**Problem description:**
In the article below on AI in retail and CPG, what does the article say surveys measure?

─── Page text ───

Every 2026 survey shows retail and CPG leaders bullish on AI. The production reality is far messier — and mid-market operators are the ones absorbing the gap.

The Survey Says One Thing. Your Operations Say Another.

Every few months, a new State of AI in Retail and CPG report drops. The numbers are always impressive. Adoption is up. Budgets are growing. Leaders are confident.

And yet — if you walk the floor of a mid-market food and beverage distributor, a regional specialty retailer, or a branded CPG manufacturer, what you actually find is a graveyard of pilots. A demand forecasting model that never made it past the proof of concept. A planogram optimization tool that the merchandising team quietly stopped using. A customer segmentation engine that marketing can't explain to their compliance officer.

Surveys measure intent. Production measures reality. The gap between the two is where mid-market companies are losing money right now.

Why Retail and CPG AI Stalls Before It Scales

The failure mode isn't usually technical. The model works fine in a sandbox. The vendor demo was compelling. The business case looked solid on paper.

─── Excerpted records ───

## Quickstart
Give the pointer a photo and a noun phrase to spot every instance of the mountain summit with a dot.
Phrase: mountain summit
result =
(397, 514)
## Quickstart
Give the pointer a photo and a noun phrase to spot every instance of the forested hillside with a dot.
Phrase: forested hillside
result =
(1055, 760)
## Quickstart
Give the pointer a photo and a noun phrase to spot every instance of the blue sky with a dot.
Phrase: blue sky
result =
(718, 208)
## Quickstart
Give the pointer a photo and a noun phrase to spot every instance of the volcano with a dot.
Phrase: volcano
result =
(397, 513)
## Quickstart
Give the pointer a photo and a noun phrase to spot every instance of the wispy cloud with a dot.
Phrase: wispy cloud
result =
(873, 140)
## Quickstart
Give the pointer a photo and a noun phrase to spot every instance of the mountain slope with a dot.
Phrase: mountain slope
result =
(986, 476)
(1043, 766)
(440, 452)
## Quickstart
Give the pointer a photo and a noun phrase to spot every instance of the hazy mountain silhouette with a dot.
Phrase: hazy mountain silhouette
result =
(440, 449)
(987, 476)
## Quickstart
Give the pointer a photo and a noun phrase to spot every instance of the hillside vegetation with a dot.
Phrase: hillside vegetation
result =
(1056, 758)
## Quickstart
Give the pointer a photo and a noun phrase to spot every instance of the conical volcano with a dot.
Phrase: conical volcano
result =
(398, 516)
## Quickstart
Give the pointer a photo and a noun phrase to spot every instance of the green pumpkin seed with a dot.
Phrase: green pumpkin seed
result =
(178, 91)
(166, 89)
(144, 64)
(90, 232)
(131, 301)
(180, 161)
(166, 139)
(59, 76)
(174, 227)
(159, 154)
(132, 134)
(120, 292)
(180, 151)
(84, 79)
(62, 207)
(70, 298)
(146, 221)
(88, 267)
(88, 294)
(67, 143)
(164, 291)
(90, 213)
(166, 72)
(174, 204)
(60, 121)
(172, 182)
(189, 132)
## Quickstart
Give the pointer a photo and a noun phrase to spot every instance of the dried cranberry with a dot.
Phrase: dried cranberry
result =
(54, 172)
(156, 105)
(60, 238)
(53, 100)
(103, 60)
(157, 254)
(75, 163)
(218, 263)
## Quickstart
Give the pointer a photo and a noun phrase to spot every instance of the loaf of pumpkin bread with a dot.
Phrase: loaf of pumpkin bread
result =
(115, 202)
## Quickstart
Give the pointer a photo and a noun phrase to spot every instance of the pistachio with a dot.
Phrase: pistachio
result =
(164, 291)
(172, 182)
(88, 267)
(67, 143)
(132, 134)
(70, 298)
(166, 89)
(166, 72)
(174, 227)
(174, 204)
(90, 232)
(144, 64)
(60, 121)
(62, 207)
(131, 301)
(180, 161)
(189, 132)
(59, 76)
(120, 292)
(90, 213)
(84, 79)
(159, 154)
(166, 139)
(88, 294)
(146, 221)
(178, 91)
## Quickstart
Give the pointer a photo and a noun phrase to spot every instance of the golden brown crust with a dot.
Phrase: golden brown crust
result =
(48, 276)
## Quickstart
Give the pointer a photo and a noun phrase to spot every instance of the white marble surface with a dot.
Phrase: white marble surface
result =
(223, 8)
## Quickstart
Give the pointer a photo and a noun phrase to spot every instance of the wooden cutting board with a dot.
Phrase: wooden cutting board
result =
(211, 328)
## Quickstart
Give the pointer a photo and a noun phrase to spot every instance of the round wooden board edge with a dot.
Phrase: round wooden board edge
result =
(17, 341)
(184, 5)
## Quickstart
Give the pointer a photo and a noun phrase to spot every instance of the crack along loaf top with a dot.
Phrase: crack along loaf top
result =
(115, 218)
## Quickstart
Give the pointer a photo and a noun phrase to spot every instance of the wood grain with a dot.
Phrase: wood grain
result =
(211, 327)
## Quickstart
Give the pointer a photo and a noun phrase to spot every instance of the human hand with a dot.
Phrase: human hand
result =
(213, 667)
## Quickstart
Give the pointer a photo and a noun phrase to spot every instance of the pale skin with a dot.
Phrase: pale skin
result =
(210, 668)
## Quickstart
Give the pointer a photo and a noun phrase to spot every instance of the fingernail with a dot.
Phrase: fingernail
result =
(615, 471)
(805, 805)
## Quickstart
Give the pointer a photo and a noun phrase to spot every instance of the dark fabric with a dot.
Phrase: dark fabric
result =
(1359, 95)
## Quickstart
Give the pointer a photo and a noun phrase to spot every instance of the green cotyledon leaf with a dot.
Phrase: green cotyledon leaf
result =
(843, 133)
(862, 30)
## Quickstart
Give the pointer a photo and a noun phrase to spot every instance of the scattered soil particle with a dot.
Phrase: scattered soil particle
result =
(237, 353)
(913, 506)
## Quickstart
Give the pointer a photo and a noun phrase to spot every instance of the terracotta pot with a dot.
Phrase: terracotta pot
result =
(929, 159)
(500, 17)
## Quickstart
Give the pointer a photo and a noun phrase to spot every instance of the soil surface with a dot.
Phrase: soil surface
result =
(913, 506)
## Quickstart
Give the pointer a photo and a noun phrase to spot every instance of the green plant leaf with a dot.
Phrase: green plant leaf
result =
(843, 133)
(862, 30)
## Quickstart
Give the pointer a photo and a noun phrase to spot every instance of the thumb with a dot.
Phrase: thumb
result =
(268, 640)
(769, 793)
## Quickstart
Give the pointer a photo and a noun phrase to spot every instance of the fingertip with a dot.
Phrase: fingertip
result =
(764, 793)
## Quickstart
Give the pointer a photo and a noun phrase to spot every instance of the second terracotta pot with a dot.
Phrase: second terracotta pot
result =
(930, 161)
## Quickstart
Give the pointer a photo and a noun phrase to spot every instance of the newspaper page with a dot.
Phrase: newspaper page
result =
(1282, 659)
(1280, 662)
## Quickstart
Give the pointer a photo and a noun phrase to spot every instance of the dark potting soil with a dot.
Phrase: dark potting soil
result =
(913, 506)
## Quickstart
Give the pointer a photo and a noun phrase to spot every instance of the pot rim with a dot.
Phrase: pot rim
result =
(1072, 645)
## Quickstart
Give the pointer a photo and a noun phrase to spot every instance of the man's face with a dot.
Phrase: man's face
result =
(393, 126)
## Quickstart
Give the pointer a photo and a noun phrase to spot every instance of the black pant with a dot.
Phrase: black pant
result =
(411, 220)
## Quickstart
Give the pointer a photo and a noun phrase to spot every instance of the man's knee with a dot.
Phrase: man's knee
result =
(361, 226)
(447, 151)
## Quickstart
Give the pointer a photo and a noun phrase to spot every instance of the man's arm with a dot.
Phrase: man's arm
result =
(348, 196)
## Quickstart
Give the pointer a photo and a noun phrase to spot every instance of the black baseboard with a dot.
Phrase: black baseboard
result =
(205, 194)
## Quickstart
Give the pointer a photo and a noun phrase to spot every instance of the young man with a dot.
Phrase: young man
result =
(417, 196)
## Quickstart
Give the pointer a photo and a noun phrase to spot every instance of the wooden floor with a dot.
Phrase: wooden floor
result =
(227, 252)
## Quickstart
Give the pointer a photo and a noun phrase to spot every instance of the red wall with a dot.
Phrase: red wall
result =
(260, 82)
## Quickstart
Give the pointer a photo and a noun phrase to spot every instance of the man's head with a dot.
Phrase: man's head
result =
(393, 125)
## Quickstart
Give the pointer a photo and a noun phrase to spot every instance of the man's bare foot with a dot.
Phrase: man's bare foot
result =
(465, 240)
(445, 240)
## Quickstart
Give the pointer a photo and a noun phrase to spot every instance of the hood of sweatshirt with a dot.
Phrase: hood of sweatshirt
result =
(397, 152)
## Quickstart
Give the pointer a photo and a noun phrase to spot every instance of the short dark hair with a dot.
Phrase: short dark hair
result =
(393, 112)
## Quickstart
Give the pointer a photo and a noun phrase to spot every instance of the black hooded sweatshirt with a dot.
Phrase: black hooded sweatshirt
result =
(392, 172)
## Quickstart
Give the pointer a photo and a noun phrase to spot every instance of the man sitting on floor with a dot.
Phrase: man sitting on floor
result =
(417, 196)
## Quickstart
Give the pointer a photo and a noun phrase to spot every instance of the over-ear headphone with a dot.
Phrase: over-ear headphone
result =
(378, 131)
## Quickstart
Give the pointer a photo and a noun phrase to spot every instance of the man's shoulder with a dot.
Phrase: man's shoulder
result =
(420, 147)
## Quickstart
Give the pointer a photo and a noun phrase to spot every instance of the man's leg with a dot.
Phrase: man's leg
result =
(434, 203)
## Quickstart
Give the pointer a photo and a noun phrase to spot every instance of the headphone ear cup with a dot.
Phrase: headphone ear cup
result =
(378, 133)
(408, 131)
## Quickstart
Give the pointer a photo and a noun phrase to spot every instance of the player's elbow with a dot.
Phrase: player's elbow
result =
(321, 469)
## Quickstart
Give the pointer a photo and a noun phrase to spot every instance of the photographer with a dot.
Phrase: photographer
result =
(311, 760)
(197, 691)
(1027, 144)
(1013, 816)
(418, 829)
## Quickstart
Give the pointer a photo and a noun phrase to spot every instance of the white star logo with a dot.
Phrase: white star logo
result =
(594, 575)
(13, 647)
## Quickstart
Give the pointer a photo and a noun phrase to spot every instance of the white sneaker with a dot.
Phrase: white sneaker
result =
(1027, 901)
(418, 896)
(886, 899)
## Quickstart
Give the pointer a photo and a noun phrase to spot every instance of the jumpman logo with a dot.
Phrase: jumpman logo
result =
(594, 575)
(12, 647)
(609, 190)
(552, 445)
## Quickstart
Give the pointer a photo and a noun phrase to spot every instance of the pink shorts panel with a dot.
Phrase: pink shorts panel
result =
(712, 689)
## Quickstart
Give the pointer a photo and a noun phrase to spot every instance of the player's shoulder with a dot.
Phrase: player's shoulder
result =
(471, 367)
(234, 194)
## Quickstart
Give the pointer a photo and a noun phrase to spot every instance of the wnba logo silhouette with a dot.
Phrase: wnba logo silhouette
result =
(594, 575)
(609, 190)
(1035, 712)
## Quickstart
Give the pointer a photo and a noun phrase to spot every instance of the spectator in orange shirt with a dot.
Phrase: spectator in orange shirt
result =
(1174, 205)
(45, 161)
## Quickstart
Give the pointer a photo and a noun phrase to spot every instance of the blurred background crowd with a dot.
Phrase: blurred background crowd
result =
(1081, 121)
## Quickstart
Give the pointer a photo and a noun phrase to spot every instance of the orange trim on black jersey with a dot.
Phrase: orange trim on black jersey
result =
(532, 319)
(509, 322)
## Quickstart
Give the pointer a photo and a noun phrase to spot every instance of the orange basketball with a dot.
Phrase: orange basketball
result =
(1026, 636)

───

**Result:**
Intent.